Written tasks:
**a.** In the acorn flour account, why did removing the tannins take nearly four hours?
**b.** List every short heading that appears between the paragraphs of the acorn flour account, not counting its title.
**c.** Carry on writing the acorn flour account from its last sentence.

Text excerpt:
------------------------------------
How We Made Acorn Flour (A Lesson in Bitterness)

We gather the acorns from our oak tree.

A Bowl of Acorns

Then, we carefully crack the shells and remove the nutmeat (I use a little hammer and a pick).

Cracking Acorns (with a Hammer!)

 

Shelling Acorns

We shell about 2 cups worth of nuts because this is our first experiment.

Acorn Nutmeat

Then, it’s time for the long process of removing the tannins.  I learn that tannins can harm you; they inflict stomach distress and kidney problems if you consume large amounts of this bitter substance.  Removing the bitter tannins requires time and a steady flush of fresh water–either cold (like in a stream over a week-long period as the Native Americans did) or boiling hot (the quicker way).

Removing Acorn Tannins by Boiling Method

When boiling, the water turns a deep brownish-black.  Every 20 minutes, I change the water.  After several hours, the water boils clear, and that tells me the tannins are gone.  To be sure, I’m told to taste a nut.  If it tastes like a sweet pasta–bland and not bitter–I’ve successfully leached the tannins.  Since my acorns are from a Red Oak, they taste supremely bitter (as opposed to a White Oak), so removing these tannins takes nearly 4 hours.  If I had finely chopped the nuts, I could leach them faster.

The verb leach, by the way, means to drain away and remove.  Here I am, leaching bitterness out of acorns, and the spiritual parallel rises up as surely as the sweet smell of acorn nutmeat.   Those nuts submit to the process of cleansing, of uncomfortably stressful temperatures, over a long period of time.  No wonder life seems hard sometimes.
------------------------------------
Supplied entries:

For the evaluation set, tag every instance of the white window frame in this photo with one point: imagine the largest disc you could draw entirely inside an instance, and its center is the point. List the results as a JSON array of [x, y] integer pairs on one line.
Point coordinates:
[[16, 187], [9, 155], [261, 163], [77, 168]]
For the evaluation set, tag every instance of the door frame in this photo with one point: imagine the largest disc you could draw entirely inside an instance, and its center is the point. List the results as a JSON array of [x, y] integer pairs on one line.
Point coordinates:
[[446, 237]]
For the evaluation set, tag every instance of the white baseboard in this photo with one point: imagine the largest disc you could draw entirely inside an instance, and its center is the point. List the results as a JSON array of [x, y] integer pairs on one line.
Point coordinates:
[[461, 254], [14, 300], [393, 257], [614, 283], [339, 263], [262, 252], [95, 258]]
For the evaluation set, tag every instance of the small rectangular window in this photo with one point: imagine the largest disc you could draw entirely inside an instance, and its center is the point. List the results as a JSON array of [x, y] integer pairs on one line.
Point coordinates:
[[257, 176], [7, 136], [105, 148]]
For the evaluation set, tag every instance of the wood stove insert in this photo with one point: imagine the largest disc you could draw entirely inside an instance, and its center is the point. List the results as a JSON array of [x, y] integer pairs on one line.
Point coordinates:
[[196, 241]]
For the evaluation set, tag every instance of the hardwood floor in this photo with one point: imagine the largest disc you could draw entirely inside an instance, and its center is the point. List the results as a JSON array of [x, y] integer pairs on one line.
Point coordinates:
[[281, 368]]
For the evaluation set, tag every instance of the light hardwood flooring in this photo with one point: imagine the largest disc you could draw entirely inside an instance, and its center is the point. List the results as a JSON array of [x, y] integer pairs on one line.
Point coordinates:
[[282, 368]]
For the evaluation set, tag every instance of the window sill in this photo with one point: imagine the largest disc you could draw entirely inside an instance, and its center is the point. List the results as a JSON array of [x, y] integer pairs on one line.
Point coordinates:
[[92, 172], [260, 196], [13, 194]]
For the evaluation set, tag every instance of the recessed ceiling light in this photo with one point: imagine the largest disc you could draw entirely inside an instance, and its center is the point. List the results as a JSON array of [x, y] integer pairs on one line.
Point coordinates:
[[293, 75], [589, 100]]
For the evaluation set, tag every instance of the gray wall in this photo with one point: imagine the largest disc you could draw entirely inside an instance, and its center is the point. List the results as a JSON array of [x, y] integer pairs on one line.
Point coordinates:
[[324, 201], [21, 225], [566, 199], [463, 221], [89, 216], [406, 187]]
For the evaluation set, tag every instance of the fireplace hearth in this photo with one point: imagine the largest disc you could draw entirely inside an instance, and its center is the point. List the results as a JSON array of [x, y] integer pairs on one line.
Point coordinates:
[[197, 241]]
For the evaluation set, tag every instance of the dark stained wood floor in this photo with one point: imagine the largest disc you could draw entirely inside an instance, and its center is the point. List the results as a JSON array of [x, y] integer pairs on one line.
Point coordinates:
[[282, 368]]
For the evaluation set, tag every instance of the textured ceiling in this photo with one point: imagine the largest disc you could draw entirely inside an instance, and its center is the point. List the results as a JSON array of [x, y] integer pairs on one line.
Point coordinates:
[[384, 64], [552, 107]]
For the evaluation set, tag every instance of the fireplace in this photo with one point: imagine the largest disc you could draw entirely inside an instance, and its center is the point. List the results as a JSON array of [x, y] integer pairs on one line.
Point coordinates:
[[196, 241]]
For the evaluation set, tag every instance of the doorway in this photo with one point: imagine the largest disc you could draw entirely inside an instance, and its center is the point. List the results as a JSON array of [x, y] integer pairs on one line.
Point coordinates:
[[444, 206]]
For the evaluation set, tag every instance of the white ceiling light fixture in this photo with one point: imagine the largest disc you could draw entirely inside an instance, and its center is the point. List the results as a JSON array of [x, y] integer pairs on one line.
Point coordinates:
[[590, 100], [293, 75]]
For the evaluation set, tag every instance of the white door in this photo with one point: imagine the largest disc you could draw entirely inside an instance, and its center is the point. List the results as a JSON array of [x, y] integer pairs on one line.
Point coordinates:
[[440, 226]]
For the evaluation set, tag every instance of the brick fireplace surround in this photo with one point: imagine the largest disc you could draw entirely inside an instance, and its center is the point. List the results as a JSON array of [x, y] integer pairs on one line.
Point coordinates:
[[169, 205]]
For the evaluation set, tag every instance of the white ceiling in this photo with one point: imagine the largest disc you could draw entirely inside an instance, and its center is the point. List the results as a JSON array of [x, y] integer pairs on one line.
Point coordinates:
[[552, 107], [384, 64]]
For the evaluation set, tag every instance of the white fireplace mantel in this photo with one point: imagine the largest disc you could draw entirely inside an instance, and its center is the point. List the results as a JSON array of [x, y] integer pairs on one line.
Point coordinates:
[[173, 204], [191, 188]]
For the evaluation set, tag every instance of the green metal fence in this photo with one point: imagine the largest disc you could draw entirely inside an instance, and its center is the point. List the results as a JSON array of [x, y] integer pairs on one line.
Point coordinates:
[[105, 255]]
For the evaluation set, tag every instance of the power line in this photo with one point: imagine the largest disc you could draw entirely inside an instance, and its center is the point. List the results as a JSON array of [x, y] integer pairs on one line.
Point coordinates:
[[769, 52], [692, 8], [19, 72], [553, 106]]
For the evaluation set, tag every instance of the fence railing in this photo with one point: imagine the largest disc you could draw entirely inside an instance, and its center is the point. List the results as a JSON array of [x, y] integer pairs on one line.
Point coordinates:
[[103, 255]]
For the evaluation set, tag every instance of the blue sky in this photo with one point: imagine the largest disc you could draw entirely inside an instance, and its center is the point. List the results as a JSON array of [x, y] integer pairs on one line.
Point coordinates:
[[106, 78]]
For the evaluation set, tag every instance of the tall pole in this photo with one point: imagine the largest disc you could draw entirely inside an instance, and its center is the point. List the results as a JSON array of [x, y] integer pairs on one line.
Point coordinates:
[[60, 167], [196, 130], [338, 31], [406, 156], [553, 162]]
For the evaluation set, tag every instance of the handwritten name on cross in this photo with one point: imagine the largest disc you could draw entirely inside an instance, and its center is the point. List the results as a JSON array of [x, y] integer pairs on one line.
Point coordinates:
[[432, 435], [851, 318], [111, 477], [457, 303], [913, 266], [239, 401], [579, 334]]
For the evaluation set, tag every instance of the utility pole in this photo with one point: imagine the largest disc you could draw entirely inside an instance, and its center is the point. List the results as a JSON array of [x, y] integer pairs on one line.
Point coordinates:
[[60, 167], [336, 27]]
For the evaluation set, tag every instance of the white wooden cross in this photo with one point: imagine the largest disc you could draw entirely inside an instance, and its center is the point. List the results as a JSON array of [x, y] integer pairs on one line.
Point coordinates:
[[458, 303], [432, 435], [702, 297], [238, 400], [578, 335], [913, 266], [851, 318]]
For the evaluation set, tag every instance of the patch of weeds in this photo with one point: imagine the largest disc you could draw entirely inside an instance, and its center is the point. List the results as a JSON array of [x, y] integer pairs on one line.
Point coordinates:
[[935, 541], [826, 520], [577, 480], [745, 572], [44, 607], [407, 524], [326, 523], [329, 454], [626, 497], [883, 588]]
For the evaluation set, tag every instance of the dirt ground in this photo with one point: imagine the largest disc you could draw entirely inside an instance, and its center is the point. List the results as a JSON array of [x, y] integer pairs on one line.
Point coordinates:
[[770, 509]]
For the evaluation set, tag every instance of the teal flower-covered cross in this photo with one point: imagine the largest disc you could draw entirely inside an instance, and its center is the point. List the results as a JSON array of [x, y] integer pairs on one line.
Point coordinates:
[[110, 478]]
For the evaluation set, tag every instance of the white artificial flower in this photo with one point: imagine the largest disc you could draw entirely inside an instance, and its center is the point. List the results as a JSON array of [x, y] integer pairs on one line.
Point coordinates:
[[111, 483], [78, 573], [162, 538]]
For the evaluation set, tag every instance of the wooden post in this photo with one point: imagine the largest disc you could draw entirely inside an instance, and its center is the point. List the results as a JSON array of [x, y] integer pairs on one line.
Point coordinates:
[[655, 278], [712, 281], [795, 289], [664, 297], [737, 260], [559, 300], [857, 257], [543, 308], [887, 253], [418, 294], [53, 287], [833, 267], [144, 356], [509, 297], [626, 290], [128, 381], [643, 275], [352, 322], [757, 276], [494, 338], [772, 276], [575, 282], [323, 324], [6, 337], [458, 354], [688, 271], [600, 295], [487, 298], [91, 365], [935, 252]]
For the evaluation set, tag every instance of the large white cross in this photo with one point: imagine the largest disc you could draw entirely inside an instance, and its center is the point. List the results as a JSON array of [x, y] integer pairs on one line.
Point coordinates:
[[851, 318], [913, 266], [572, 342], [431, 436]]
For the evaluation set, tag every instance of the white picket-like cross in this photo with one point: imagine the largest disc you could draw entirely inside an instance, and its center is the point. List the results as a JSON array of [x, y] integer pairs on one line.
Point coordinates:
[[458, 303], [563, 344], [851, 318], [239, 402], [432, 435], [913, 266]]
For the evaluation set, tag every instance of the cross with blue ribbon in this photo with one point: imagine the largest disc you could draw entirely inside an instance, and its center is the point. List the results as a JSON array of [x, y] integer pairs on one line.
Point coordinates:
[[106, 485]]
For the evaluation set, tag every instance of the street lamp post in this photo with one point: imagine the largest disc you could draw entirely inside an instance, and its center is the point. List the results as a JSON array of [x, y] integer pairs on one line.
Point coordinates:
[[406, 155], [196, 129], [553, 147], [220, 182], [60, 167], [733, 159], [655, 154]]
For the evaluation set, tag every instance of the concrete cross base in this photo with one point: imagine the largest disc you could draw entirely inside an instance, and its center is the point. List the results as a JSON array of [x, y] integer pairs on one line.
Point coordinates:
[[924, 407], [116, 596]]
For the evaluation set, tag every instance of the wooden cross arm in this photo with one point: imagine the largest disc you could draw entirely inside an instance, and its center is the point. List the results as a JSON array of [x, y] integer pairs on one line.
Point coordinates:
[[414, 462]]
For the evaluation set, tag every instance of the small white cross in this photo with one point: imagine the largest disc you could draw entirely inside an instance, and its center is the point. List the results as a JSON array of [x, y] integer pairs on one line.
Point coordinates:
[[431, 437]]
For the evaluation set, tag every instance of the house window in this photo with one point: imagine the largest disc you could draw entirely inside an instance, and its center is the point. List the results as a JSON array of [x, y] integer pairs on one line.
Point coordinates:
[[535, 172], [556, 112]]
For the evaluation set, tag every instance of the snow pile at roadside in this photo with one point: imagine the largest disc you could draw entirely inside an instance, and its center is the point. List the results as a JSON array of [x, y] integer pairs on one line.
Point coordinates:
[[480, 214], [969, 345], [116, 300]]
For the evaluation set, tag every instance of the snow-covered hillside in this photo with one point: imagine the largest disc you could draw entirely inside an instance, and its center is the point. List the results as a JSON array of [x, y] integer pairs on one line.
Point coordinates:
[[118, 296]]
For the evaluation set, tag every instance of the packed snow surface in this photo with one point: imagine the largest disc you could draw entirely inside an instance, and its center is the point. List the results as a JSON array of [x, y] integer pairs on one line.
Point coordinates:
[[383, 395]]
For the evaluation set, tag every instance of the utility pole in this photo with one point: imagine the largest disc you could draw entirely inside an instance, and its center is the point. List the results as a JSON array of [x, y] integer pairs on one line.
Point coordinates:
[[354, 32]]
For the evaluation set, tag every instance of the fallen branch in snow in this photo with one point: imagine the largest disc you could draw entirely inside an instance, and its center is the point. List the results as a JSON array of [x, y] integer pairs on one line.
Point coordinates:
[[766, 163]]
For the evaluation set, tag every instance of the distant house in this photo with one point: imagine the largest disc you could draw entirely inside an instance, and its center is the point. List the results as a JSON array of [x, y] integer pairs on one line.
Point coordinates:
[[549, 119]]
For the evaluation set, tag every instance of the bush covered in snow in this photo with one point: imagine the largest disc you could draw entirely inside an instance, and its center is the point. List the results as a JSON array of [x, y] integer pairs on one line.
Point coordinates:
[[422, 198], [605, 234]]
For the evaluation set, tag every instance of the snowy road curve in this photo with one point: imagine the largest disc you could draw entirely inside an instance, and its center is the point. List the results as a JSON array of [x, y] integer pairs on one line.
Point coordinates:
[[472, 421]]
------------------------------------
Results in order:
**a.** The acorns came from a Red Oak, so they tasted supremely bitter, more so than White Oak acorns. Their higher bitterness meant the tannins took nearly four hours to leach out by boiling.

**b.**
- A Bowl of Acorns
- Cracking Acorns (with a Hammer!)
- Shelling Acorns
- Acorn Nutmeat
- Removing Acorn Tannins by Boiling Method

**c.**
Perhaps I’m being leached.

Finally, I take the leached nuts and grind them in a food processor.  I want a course grind for a hearty, nutty bread.

Grinding the Acorn Nuts

I add a few cups to a regular bread recipe (flour, yeast, honey or sugar, oil, egg).  I knead the dough, let it rise for one hour, and bake it at 350 degrees for 40 minutes.  I’ve heard you want to use equal parts acorn flour and another flour or even cornmeal.

Acorn Flour for Bread

 

Acorn Bread Loaf

The bread tastes absolutely delicious.  It’s a warm, nutty, rich bread that the girls spread with sweet cream butter for breakfast.  I’m not an expert in acorns, but the research claims that as long as you leach out the tannins, your acorns can provide muffins, breads, pancakes, cakes, and a whole variety of baked goods.

But you need that fresh water, boiled for a long time.

Lord, leach me.  Remove every bitter thing in my heart.

____________________________
Journal:  Can you imagine the work that went into making food in centuries past?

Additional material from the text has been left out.